** Start of Data entries **

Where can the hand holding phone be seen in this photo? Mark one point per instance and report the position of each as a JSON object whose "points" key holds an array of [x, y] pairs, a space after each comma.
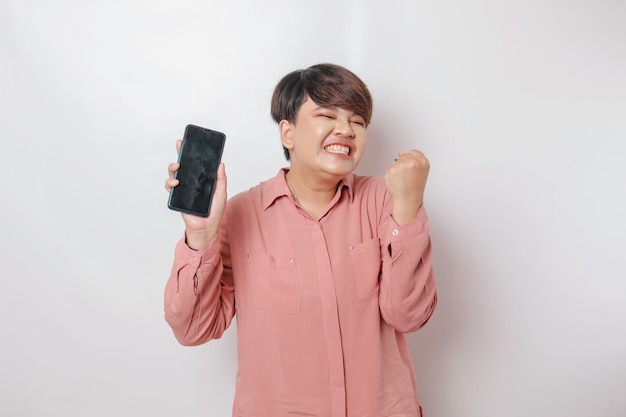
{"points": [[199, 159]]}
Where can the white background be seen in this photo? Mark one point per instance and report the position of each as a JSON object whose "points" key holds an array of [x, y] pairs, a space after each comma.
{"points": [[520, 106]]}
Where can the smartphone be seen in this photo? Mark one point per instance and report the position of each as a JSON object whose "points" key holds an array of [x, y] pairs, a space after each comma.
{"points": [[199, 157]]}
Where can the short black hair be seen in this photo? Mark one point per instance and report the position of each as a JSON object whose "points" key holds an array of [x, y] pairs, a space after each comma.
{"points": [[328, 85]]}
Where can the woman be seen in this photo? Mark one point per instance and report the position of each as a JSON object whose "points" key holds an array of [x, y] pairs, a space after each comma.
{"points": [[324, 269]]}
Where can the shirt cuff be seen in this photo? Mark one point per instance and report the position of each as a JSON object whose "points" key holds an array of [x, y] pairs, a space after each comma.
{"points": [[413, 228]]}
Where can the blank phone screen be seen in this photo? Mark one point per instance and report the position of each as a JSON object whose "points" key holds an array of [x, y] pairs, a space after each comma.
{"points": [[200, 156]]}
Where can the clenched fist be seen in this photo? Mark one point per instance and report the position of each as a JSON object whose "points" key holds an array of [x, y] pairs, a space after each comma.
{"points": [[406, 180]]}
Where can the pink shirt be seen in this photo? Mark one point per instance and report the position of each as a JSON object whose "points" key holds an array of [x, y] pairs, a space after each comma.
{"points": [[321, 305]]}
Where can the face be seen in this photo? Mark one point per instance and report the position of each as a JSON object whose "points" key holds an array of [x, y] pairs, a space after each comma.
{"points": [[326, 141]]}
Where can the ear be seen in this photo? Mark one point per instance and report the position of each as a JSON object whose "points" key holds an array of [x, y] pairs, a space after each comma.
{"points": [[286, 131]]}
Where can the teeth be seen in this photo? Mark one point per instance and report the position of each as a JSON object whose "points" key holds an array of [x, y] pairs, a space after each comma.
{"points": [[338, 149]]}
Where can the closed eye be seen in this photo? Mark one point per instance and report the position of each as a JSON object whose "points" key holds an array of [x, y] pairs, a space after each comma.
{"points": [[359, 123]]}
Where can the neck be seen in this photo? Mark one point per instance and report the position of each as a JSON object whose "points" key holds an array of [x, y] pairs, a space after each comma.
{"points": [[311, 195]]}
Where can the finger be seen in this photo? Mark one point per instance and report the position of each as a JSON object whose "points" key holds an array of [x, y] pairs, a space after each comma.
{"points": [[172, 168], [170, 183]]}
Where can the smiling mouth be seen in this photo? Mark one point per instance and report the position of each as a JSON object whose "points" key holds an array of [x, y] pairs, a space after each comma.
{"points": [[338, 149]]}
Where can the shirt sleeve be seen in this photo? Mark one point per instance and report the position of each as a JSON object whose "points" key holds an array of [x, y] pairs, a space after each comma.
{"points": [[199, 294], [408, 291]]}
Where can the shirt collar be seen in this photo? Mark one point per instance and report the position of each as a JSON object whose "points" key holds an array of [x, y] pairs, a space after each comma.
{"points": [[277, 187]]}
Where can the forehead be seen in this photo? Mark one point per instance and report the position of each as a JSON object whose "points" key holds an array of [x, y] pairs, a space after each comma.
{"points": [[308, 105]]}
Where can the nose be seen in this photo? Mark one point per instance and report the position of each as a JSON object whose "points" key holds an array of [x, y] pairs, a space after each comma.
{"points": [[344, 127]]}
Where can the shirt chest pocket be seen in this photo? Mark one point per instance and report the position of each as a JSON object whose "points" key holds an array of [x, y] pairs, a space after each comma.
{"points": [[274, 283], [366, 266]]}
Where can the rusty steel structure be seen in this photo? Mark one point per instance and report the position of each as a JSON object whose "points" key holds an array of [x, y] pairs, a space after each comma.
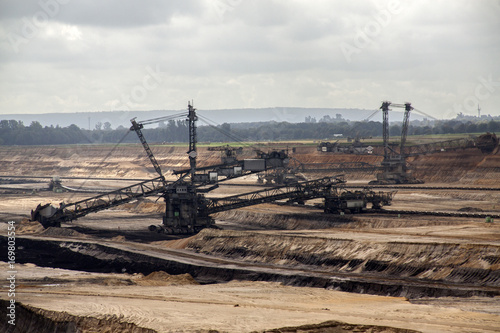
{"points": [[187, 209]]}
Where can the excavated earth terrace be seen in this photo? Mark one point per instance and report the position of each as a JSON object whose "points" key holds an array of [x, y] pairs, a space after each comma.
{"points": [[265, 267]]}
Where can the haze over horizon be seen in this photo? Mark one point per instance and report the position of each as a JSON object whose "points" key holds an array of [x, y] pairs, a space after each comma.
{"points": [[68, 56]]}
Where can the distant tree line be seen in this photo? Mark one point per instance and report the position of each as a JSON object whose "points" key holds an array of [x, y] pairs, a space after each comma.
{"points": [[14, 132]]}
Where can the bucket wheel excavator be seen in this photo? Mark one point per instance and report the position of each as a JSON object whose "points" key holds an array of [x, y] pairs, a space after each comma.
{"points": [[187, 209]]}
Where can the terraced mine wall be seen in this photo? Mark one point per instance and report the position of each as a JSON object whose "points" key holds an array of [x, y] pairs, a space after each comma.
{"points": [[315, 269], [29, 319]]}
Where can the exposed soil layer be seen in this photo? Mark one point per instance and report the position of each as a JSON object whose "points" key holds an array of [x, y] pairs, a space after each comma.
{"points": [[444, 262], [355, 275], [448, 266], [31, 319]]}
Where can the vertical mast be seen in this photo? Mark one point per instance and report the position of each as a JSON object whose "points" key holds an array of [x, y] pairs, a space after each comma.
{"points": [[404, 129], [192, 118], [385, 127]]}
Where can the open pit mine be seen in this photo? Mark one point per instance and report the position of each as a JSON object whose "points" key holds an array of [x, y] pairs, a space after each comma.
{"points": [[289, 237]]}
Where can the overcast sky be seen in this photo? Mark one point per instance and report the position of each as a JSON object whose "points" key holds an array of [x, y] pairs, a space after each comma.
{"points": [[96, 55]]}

** End of Data entries **
** Start of Data entries **

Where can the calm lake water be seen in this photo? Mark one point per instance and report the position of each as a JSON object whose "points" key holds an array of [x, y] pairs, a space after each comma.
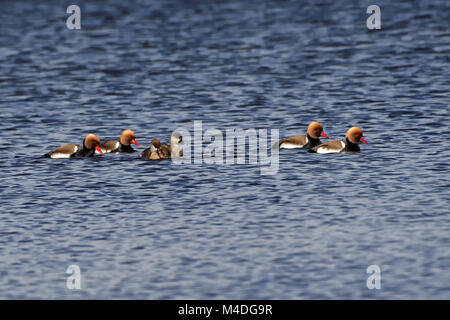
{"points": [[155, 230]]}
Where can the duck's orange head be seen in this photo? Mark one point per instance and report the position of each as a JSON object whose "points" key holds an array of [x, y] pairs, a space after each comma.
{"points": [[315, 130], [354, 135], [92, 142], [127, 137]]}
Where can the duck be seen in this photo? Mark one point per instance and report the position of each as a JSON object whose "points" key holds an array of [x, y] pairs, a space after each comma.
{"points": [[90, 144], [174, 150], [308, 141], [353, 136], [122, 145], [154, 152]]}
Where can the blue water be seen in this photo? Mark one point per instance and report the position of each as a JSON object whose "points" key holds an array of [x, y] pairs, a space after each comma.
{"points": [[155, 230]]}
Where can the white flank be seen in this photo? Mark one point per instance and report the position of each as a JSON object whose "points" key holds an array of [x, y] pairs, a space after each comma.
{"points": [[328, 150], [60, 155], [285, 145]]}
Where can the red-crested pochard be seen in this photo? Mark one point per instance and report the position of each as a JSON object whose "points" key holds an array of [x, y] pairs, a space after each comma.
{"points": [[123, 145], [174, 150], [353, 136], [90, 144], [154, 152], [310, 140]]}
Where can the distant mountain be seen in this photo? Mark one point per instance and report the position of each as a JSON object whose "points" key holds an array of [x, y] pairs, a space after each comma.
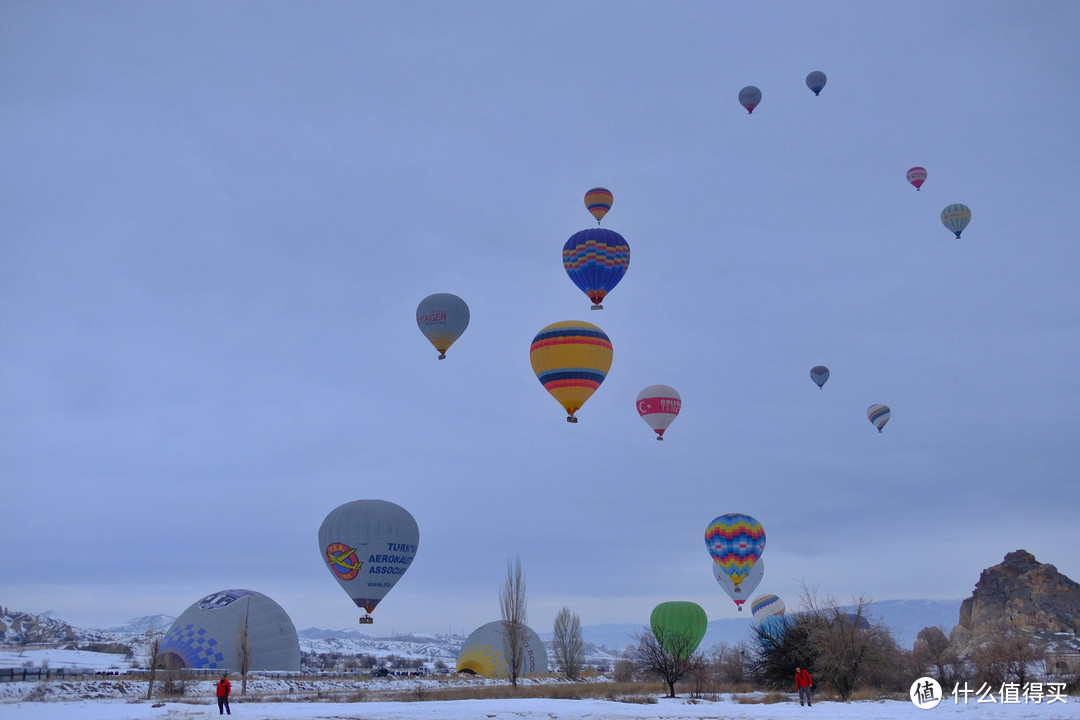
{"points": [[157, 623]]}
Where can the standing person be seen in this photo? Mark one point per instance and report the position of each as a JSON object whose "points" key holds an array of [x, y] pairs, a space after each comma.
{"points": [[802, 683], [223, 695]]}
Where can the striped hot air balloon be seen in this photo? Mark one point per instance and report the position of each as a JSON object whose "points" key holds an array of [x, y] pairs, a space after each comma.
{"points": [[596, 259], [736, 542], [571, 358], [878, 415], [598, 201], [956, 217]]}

** End of Data entries **
** Start of Data entries **

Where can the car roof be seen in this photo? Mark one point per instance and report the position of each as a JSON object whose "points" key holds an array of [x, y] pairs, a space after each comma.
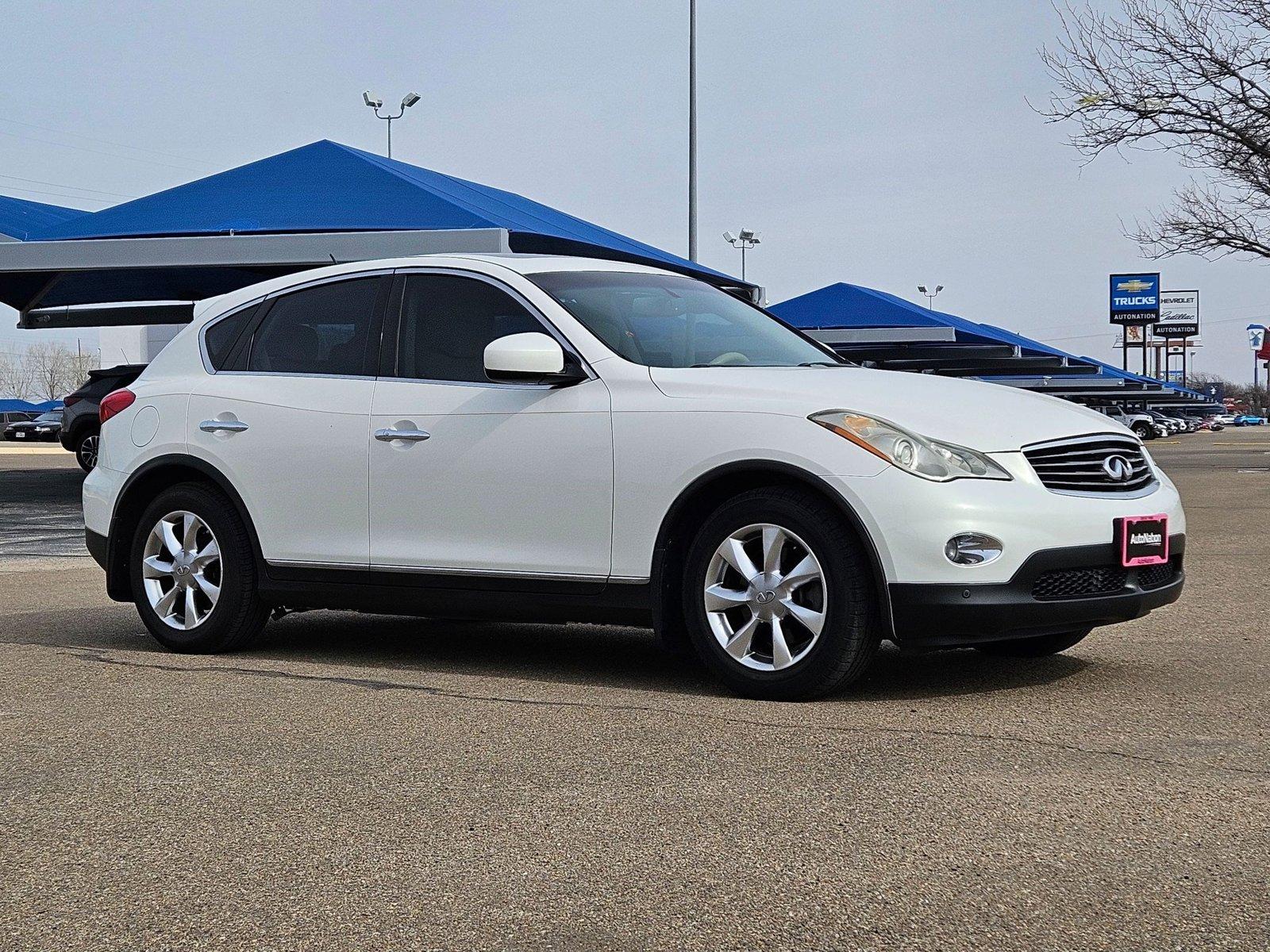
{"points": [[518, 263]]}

** End of Data entries **

▶ [Exercise aim]
Please state how many lines in the listing above contain the word "water", treating uppercase and lowercase as different, and reply with the number alone.

▶ [Reply]
2